#### TASK REQUIREMENTS:
[1] According to the passage about the University of Athens, in what year did the university officially become the National and Kapodistrian University of Athens?
[2] Return, word for word, the portion of the passage about the University of Athens starting at "In 1841 the" and ending at "the nation’s independence.".

#### DOCUMENT SECTION:
In 1841 the administrative services and education units were transferred to what has presently known as the “main building” of the University of Athens which, in 1932 was officially named National and Kapodistrian University of Athens, in honour of Ioannis Kapodistrias, the first governor of Greece, after the nation’s independence.
Today, this building houses the Rectorate, the Senate, the Great Hall of Ceremonies and important central services. Its forecourt, the propylaeum, is socio-historically significant as it has served as a main site for political rallies and demonstrations by students and other social groups involved in social rights movements.
Until the early part of the 20th century, the University of Athens was the only university in Greece that provided Greek society with qualified professionals in medicine, the physical and social sciences, law and economics, archaeology and in education as well as in the clergy. In its many years of operation, it has offered the country a centre of intellectual production, stimulating intellectual circles functioning inside and outside its premises.

#### ENTRIES PROVIDED:

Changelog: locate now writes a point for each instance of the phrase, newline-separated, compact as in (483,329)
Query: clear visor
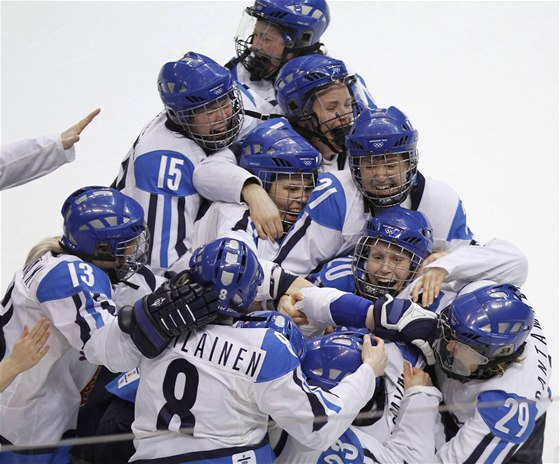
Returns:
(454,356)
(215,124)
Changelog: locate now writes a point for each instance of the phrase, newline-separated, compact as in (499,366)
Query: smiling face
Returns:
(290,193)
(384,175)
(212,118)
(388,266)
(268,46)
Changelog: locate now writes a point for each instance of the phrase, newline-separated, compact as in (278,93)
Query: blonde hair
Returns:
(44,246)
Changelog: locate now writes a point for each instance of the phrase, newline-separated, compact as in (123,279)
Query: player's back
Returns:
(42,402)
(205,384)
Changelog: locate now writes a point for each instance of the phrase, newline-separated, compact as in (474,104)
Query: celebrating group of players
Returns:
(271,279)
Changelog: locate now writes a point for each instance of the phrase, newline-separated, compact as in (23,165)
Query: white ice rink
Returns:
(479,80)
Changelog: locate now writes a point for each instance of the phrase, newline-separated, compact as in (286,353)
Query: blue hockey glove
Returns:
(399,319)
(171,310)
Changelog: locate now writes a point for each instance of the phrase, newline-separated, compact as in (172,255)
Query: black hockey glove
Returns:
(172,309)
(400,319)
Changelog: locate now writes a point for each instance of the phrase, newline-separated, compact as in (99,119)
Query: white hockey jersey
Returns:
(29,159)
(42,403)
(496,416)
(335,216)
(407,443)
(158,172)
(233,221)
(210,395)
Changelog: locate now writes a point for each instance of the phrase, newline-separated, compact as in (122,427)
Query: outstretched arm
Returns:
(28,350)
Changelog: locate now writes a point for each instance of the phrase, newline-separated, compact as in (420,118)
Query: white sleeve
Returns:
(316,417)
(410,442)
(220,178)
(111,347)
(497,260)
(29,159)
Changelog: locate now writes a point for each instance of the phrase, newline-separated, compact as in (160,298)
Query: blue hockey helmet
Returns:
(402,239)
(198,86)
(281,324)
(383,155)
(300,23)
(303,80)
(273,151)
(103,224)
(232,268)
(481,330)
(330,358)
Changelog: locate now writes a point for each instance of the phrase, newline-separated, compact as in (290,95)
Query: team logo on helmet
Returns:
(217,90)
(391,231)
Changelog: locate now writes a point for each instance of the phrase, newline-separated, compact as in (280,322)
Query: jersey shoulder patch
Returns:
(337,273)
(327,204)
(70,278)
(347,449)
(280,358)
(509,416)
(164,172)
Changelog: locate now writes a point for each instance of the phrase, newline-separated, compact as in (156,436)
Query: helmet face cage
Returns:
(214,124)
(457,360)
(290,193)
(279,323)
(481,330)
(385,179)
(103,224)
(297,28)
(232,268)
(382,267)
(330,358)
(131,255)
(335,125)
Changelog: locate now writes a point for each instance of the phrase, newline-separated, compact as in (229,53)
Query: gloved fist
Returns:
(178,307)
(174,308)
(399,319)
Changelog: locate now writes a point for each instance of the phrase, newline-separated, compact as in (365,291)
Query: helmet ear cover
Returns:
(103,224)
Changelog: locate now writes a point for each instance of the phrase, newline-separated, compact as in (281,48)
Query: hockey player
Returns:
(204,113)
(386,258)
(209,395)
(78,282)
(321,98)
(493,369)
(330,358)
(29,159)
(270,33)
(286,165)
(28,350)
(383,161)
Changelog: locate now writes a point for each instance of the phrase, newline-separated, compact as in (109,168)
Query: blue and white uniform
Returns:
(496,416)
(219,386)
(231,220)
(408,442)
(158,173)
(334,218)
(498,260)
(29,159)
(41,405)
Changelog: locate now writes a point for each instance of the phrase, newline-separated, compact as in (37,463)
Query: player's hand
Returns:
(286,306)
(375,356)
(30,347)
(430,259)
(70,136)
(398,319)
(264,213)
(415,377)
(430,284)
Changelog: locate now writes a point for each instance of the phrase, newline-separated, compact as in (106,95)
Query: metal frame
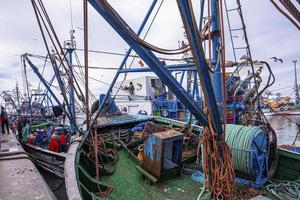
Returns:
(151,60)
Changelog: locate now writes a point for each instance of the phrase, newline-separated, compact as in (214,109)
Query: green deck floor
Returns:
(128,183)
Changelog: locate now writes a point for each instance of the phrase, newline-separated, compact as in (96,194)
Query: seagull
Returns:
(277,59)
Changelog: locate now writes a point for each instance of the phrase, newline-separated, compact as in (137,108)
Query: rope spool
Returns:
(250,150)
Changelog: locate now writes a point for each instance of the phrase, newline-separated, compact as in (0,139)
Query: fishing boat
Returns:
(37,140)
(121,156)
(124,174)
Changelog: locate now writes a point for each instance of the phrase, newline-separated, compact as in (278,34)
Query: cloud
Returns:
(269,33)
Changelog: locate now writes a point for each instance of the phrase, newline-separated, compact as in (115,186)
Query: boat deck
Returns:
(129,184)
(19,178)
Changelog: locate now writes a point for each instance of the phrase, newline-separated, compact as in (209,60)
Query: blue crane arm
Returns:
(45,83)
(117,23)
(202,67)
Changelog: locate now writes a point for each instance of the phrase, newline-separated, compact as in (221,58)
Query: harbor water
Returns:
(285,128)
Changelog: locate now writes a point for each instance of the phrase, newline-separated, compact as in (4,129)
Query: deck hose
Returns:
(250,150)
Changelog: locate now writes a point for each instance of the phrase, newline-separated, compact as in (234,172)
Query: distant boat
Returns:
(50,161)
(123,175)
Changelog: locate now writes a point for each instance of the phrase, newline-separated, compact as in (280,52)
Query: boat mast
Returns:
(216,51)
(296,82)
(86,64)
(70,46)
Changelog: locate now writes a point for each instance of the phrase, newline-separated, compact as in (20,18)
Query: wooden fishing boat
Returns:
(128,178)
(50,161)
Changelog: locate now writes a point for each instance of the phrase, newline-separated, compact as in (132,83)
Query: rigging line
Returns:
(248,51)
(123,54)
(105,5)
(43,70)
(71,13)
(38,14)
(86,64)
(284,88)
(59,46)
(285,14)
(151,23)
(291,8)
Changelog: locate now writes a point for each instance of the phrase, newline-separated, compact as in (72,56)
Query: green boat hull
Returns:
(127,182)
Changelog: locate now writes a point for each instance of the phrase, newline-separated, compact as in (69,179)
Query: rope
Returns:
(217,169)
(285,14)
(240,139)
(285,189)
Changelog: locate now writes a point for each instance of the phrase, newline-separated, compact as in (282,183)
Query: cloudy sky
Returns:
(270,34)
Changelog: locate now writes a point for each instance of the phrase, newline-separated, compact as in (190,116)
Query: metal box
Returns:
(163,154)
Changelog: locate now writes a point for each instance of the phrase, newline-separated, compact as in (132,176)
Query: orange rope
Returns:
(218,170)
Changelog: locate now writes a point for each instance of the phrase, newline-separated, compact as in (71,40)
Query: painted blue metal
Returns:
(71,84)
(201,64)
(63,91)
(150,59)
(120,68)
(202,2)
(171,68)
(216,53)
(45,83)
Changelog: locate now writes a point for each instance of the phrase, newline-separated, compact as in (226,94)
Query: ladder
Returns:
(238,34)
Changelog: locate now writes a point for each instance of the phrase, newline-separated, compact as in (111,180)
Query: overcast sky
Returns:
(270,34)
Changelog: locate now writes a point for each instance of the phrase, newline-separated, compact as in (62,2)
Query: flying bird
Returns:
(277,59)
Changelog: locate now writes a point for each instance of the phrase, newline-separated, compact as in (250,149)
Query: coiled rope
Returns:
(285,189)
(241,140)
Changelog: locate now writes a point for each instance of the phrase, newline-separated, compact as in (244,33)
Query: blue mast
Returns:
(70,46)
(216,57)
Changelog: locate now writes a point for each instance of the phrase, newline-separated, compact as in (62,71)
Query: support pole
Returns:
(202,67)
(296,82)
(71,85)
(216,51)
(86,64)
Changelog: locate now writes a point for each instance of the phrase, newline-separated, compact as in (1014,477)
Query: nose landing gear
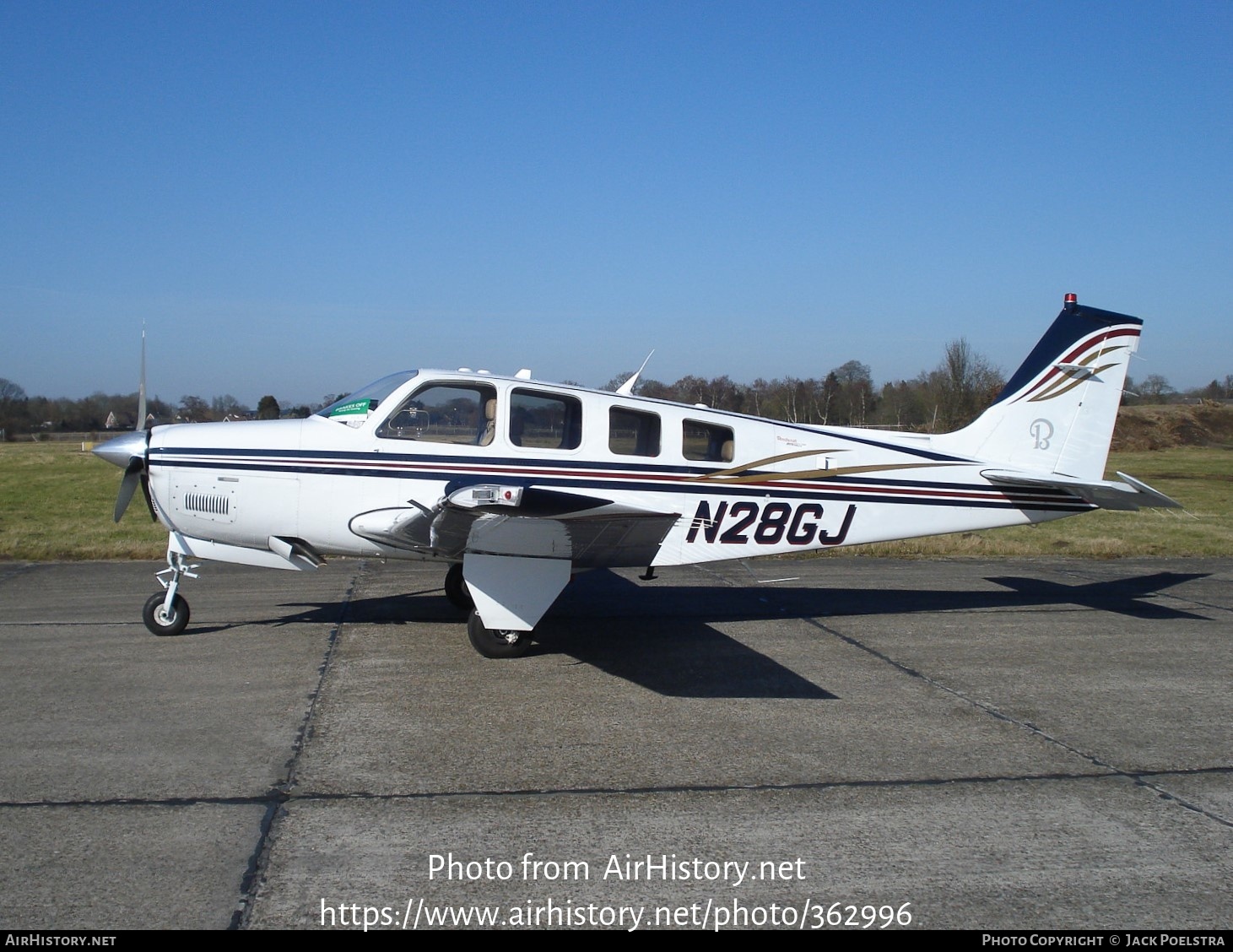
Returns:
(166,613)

#### ANSWERS BELOW:
[1] 1932

[2]
In 1841 the administrative services and education units were transferred to what has presently known as the “main building” of the University of Athens which, in 1932 was officially named National and Kapodistrian University of Athens, in honour of Ioannis Kapodistrias, the first governor of Greece, after the nation’s independence.